* Set of tasks:
• 1. Answer these questions using the article on diplomatically finding documents.
(a) How does the article describe its guest blogger?
(b) For what purpose should a loved one be encouraged to see their physician?
(c) What should you do if your loved one becomes upset or angry during the search for papers?
• 2. In the article on diplomatically finding documents, retype everything from "This article is" down to "other possible causes.".

* Reading text:
Diplomatically Finding Documents

In our last blog, we talked about how when families gather for the holidays, that sometimes adult children are confronted with the realization that their elder parents need help.  We talked about how “diplomatically finding documents” is necessary to determine the status of the elders’ legal planning.

This article is written by guest blogger, Wendy Wells, a noted dementia expert and speaker.

Diplomatically finding documents

During early stages of dementia, your loved one may be an expert of disguise. They may do everything possible to hide their memory issues and become angry with you if you suggest something is wrong. This can make obtaining any information difficult. When having a conversation with your family member about their issues, do not assume that they have dementia. Assume that there is something going on, but leave it to the experts to diagnose. During your conversation, present yourself as a concerned family member and care partner. Let your loved one know that there are many diseases that can present with their symptoms and many are reversible. Encourage them to see their physician to “rule out” other possible causes.

Regardless of their decisions regarding an evaluation, it is important to inquire about and search for any advance directives and other important documents. If you are not aware of any existing documents, begin a search, preferably with your loved one. Again, present as a concerned care partner. Perhaps start the conversation discussing your own advance directives or bring up a story about a friend that had none, emphasizing the detriment that caused. If it appears that none exist, do not assume this to be true. Have your loved one assist you in going through papers around the house to help them organize things. Keep your eyes open for any relevant documents. Offer this search as a shredding party to clean out unnecessary papers that have accumulated. Look for any letters from attorneys, safe deposit box keys and any official looking papers. If your love one becomes upset or angry, stop and back off. Start at another time or offer to “clean up” papers for them.

If this search ends empty you may still have a window of time to do some pre-planning. Pre-planning is crucial for all of us, but especially for our elders. This cannot be emphasized enough. Let your loved one know that their choices matter and you are in their corner. It is always best to be prepared.

Saved data entries:
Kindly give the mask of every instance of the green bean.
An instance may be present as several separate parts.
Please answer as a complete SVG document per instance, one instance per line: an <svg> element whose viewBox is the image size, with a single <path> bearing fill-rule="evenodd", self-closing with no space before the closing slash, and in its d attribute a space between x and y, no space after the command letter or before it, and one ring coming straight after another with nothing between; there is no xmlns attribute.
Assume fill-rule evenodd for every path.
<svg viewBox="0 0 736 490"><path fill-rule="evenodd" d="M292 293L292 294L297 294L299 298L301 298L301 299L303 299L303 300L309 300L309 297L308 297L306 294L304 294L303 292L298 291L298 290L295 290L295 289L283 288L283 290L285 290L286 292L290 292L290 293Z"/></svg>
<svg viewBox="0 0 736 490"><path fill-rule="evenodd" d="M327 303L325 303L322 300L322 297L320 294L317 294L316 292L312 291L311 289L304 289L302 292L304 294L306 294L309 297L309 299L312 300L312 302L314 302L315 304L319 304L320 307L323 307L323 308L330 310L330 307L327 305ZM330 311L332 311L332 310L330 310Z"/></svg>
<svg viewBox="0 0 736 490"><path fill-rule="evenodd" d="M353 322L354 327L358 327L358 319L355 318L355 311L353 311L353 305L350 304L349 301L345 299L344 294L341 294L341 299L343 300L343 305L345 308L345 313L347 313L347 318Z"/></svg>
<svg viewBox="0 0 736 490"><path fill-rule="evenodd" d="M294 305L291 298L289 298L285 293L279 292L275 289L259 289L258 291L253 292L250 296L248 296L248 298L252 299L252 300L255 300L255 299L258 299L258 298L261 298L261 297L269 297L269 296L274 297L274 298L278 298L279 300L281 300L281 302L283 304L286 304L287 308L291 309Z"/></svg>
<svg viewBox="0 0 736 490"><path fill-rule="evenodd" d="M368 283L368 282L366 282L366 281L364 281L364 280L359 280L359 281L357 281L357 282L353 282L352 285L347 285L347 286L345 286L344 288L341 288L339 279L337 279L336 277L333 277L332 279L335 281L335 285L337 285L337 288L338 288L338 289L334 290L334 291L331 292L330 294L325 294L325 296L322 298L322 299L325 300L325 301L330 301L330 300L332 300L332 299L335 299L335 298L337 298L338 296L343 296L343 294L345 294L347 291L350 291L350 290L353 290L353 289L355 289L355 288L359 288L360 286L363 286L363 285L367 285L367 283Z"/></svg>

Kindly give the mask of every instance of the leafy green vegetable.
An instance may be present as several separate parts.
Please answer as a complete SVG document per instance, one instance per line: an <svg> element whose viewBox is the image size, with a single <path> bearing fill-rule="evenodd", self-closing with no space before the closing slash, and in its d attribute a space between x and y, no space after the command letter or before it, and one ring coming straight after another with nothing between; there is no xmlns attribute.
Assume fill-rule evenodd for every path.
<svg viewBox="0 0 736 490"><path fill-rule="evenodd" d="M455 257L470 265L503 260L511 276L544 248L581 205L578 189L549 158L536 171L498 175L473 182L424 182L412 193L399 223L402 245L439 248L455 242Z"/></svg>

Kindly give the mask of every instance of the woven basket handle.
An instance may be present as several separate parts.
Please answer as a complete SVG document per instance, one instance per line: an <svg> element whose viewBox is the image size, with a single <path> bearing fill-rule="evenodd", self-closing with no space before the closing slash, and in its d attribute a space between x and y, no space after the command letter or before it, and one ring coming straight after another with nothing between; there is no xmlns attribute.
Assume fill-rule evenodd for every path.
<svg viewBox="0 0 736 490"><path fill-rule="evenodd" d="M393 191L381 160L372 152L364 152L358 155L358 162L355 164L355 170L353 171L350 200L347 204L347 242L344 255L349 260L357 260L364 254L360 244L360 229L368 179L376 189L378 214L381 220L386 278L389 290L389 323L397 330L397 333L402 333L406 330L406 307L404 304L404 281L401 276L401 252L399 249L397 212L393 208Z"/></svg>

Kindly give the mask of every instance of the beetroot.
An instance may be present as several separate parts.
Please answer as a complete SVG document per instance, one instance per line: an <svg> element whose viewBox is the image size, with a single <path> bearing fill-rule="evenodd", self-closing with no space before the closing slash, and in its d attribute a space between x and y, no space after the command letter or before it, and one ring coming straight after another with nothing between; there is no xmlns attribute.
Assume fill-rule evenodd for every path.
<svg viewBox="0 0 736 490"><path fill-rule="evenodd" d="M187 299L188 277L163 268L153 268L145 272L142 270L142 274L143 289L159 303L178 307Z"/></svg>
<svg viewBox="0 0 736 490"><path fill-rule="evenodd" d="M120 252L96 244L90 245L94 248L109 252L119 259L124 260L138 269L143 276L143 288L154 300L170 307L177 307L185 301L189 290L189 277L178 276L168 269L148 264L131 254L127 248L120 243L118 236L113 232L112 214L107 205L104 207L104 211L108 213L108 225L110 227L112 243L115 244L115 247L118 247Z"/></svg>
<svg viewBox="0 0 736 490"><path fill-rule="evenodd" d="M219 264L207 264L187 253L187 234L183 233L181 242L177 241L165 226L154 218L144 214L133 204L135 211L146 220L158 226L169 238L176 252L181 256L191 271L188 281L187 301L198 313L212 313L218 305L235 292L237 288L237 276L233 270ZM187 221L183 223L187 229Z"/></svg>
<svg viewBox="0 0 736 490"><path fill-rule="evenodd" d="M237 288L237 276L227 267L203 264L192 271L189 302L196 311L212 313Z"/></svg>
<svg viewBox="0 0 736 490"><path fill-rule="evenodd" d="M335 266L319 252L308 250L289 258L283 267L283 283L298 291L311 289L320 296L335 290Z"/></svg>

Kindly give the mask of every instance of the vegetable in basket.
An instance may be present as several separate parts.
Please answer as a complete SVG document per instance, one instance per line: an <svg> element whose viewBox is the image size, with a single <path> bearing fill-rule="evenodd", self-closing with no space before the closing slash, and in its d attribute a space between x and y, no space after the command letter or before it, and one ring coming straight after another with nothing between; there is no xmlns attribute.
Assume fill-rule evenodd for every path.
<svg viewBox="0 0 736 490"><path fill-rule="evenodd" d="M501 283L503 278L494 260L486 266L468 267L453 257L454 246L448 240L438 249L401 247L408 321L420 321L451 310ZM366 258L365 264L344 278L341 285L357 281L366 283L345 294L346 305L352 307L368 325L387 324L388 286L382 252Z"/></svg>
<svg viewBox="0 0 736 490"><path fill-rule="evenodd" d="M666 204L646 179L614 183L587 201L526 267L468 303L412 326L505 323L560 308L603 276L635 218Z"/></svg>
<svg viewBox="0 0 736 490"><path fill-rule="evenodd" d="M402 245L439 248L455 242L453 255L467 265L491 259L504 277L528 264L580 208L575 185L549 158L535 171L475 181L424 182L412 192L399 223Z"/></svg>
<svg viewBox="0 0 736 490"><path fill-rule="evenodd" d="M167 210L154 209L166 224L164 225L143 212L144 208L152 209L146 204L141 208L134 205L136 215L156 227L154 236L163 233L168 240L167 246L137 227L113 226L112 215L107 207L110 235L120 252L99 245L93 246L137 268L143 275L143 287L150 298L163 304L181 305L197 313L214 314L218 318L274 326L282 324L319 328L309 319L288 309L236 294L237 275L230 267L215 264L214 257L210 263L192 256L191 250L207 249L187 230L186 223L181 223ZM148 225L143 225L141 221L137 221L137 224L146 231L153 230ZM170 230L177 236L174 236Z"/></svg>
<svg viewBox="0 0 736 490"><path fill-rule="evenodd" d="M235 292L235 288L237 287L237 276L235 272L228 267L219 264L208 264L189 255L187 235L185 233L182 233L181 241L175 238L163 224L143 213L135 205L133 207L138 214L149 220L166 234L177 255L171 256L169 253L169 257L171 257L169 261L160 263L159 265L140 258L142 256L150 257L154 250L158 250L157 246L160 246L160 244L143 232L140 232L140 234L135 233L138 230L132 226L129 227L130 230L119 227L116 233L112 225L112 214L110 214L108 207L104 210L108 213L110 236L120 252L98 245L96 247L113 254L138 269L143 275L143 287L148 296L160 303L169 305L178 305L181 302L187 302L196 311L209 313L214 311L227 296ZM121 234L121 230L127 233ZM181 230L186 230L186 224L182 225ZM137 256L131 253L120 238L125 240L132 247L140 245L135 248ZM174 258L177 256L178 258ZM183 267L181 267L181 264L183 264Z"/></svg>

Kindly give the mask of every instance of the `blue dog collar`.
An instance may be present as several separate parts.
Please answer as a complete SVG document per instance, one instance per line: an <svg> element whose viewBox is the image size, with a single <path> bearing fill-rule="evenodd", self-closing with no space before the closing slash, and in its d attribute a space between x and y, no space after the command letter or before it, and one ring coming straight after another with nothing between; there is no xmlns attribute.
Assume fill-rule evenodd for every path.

* Responses in order:
• 1.
(a) As Wendy Wells, a noted dementia expert and speaker.
(b) To "rule out" other possible causes of their symptoms.
(c) Stop and back off, then start at another time or offer to "clean up" papers for them.

• 2.
This article is written by guest blogger, Wendy Wells, a noted dementia expert and speaker.

Diplomatically finding documents

During early stages of dementia, your loved one may be an expert of disguise. They may do everything possible to hide their memory issues and become angry with you if you suggest something is wrong. This can make obtaining any information difficult. When having a conversation with your family member about their issues, do not assume that they have dementia. Assume that there is something going on, but leave it to the experts to diagnose. During your conversation, present yourself as a concerned family member and care partner. Let your loved one know that there are many diseases that can present with their symptoms and many are reversible. Encourage them to see their physician to “rule out” other possible causes.